* _DATA FOR THE TASK_:
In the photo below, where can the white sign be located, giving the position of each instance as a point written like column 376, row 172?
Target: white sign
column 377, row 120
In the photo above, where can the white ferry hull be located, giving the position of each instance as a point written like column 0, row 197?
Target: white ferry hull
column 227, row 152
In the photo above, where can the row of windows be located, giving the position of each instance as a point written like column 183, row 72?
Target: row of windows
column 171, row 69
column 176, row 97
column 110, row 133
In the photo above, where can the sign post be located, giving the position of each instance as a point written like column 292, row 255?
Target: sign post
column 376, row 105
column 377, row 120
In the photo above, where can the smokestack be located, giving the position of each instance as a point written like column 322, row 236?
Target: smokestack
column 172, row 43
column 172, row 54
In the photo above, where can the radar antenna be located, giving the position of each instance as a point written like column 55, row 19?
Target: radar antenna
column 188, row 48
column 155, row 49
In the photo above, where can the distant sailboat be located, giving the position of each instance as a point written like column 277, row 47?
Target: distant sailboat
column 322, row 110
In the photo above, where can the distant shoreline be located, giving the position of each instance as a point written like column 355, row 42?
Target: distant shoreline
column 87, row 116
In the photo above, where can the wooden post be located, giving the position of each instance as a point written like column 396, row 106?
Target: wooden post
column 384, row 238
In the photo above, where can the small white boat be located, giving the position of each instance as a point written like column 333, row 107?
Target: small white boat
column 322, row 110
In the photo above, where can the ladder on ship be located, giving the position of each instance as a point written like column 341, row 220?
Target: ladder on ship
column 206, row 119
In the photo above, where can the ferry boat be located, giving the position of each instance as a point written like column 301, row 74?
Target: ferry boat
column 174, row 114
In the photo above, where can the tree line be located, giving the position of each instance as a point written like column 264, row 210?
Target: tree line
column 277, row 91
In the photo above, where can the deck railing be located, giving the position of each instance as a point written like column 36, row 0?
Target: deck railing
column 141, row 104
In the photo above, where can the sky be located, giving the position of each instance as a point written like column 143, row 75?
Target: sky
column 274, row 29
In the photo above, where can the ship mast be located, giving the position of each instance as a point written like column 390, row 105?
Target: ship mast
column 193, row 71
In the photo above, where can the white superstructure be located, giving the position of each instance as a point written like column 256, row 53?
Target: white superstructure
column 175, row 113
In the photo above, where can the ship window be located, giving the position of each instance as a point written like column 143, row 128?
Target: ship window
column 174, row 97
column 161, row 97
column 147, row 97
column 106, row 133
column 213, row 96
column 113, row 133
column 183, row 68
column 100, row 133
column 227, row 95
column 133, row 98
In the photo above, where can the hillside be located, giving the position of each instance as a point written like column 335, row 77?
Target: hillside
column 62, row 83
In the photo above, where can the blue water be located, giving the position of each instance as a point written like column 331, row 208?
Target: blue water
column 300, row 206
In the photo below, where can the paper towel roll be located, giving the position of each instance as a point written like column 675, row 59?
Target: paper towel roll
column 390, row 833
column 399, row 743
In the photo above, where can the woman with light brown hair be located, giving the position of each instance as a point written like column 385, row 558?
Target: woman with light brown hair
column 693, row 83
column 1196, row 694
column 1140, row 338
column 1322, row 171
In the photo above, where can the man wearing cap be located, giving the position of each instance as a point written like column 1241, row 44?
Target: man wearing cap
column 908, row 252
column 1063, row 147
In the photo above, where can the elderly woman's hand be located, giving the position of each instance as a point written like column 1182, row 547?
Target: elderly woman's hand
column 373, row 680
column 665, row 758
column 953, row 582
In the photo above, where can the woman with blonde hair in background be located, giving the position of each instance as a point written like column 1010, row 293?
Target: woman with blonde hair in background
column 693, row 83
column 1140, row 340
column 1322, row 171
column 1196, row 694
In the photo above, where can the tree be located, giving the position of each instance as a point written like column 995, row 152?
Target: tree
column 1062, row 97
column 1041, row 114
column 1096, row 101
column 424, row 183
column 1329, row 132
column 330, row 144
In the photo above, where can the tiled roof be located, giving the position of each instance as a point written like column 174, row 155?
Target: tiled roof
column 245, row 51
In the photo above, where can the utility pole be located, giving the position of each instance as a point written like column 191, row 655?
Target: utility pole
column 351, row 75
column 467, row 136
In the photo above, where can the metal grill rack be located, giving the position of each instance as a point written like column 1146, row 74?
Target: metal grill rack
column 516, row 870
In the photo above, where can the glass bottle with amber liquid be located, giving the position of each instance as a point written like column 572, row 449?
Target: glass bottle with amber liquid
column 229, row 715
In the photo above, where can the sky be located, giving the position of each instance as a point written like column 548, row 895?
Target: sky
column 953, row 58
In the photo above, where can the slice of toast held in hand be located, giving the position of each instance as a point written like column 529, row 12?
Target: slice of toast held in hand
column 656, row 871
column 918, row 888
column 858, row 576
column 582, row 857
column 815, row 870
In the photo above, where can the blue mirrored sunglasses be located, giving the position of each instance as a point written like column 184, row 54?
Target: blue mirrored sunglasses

* _WORK REQUIRED_:
Where the string "mirrored" turns up in a line of the data above, copy that whole line.

* _ANSWER SPACE_:
In the photo above, where can the blue mirrored sunglasses be located, giving the position of each instance as a point written like column 184, row 54?
Target: blue mirrored sunglasses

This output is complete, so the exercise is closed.